Study abroad #6
Nepal - April 13 to May 9, 2026
It has been nearly a month! Let me fill you in—
My cohort and I arrived in Kathmandu, Nepal over thirty hours after we’d left our homes in Morocco. We spent those hours pirouetting through time zones—asleep at our gate in the Casablanca airport, hacky-sacking and indulging in the food of the Rome airport, running like maniacs through Delhi’s airport, and finally, arriving home sweet home at the Kathmandu airport.
On that last flight—Delhi to Kathmandu—I felt a flash of anticipatory grief.
Listening to Jason Isbell and Norah Jones through my headphones, artists who remind me of my parents back home, I felt a weight set in—this was the last flight I would take as a student of this program. The twenty-six hooligans that had become my funky, temporary family surrounded me, buried between neck pillows and eye-masks with their mouths open, asleep.
Upon landing, collecting our bags in a state of giddy delirium, and meeting the country coordination team who would become something like the parents of our makeshift family, my sadness washed away without needing prompting.
The beautiful thing about this program is that there is never a dull moment.
After two days spent jet-lag recovering at a hotel, pigging out at the buffet, and sleeping at egregious hours of the day, we were off to the races again.
Diving headfirst, we dispersed around Kathmandu’s historical neighborhood Patan, moved in with our homestay families, and began the long process that has been sorting out Nepal’s complex political, historical, and environmental context.
I don’t think I’ve mentioned this here, but my program’s focus is on the politics of land, water, and energy justice across Ecuador, Morocco, and Nepal—and unlike a traditional study abroad program, we are all together all the time with very little independent freedom.
Personally, I have loved this format. It has instigated our family dynamic as a group and given us access to fascinating, unconventional classrooms (i.e. mountainsides, farms, power plants, jungles, deserts, etc…). Simultaneously, this program does not play when it comes to academic rigor, which is why I was prepared for Nepal to be the most stressful leg—final projects and research papers coming to a head at once.
With that being said, Nepal has been the country I have sunk most deeply into.
From the moment we stepped out of the airport, I was in love with all the colors.
The pink, red, golden sarees adorning every passing auntie,
The sumptuous warm bricks and bright-orange marigold garlands,
The white, red, green, yellow, blue fluttering Tibetan prayer flags,
The murals, vegetables, Buddha sculptures and smells—all wonderfully bright.

GIVEN REQUEST. Reproduce word for word the stretch of the Nepal study abroad post from "Listening to Jason" through "without needing prompting.".

PROVIDED DATA.
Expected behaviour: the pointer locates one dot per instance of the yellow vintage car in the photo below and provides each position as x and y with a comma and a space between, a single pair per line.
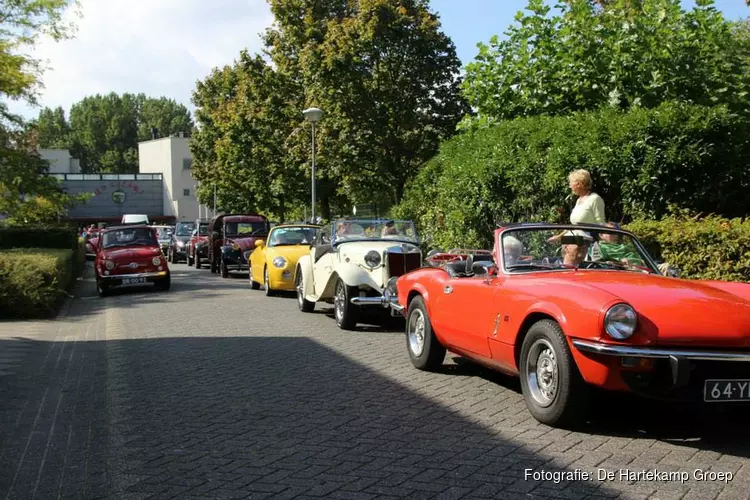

RESPONSE.
Listening to Jason Isbell and Norah Jones through my headphones, artists who remind me of my parents back home, I felt a weight set in—this was the last flight I would take as a student of this program. The twenty-six hooligans that had become my funky, temporary family surrounded me, buried between neck pillows and eye-masks with their mouths open, asleep.
Upon landing, collecting our bags in a state of giddy delirium, and meeting the country coordination team who would become something like the parents of our makeshift family, my sadness washed away without needing prompting.